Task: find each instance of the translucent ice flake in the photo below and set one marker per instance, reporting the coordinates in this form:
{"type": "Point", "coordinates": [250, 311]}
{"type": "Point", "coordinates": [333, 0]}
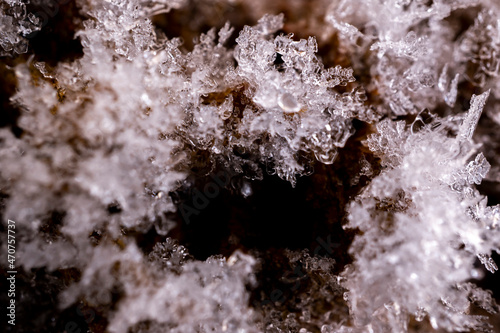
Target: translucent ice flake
{"type": "Point", "coordinates": [470, 122]}
{"type": "Point", "coordinates": [288, 103]}
{"type": "Point", "coordinates": [488, 262]}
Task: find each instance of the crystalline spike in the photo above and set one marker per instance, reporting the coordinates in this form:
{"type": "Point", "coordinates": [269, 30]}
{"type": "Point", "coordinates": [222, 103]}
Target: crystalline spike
{"type": "Point", "coordinates": [471, 119]}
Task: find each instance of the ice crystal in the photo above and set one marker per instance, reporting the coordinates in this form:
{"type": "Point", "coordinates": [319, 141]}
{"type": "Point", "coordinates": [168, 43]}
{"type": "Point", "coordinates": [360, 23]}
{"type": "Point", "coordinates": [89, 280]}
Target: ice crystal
{"type": "Point", "coordinates": [416, 197]}
{"type": "Point", "coordinates": [371, 93]}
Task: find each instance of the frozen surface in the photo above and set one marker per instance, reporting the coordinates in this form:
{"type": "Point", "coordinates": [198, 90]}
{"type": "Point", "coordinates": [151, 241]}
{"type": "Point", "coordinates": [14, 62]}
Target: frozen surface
{"type": "Point", "coordinates": [107, 137]}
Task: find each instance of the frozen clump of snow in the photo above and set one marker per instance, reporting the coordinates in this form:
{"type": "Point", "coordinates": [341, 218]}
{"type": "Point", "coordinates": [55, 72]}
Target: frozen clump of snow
{"type": "Point", "coordinates": [16, 24]}
{"type": "Point", "coordinates": [415, 221]}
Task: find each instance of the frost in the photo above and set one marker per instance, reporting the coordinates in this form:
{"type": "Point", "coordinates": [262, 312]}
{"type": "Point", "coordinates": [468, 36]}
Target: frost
{"type": "Point", "coordinates": [406, 212]}
{"type": "Point", "coordinates": [15, 25]}
{"type": "Point", "coordinates": [470, 122]}
{"type": "Point", "coordinates": [97, 147]}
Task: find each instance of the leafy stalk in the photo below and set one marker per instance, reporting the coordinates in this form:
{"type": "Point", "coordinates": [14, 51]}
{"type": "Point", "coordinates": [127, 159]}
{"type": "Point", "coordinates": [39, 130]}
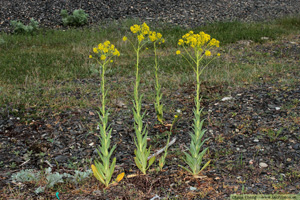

#####

DIRECTIONS –
Repeat the records word for word and drop any pictures.

REPLY –
Task: find each instance of the translucent ice flake in the photo below and set one marker per instance, reporting the coordinates in this form:
{"type": "Point", "coordinates": [250, 311]}
{"type": "Point", "coordinates": [333, 0]}
Target: translucent ice flake
{"type": "Point", "coordinates": [470, 122]}
{"type": "Point", "coordinates": [288, 103]}
{"type": "Point", "coordinates": [488, 262]}
Task: find each instance of the crystalline spike in the photo above and set one marker per instance, reporting the coordinates in this form:
{"type": "Point", "coordinates": [269, 30]}
{"type": "Point", "coordinates": [222, 103]}
Target: crystalline spike
{"type": "Point", "coordinates": [471, 119]}
Task: find each instance of the ice crystal in the photo above and set one marker per instance, reporting the coordinates in this form:
{"type": "Point", "coordinates": [319, 141]}
{"type": "Point", "coordinates": [168, 43]}
{"type": "Point", "coordinates": [360, 23]}
{"type": "Point", "coordinates": [89, 280]}
Target: ice crystal
{"type": "Point", "coordinates": [416, 197]}
{"type": "Point", "coordinates": [371, 93]}
Task: find each instance of the frozen surface in the photo above and set one marker per instance, reporting the coordinates in this form:
{"type": "Point", "coordinates": [198, 90]}
{"type": "Point", "coordinates": [151, 241]}
{"type": "Point", "coordinates": [14, 62]}
Target: frozen surface
{"type": "Point", "coordinates": [107, 137]}
Task: find each instance of the frozen clump of snow in the photo above and set one marker per instance, reporting the coordinates in this form:
{"type": "Point", "coordinates": [341, 218]}
{"type": "Point", "coordinates": [55, 72]}
Target: frozen clump of snow
{"type": "Point", "coordinates": [16, 24]}
{"type": "Point", "coordinates": [415, 221]}
Task: find each instance of the frost in the photo above and set one marker per instance, reporting the coordinates in this form:
{"type": "Point", "coordinates": [262, 312]}
{"type": "Point", "coordinates": [468, 36]}
Target: frost
{"type": "Point", "coordinates": [406, 212]}
{"type": "Point", "coordinates": [15, 25]}
{"type": "Point", "coordinates": [470, 122]}
{"type": "Point", "coordinates": [97, 147]}
Task: find each instance of the leafy stalk in the photo below and set one marker per instance, reporting the coordinates in this form:
{"type": "Point", "coordinates": [14, 51]}
{"type": "Point", "coordinates": [127, 159]}
{"type": "Point", "coordinates": [39, 130]}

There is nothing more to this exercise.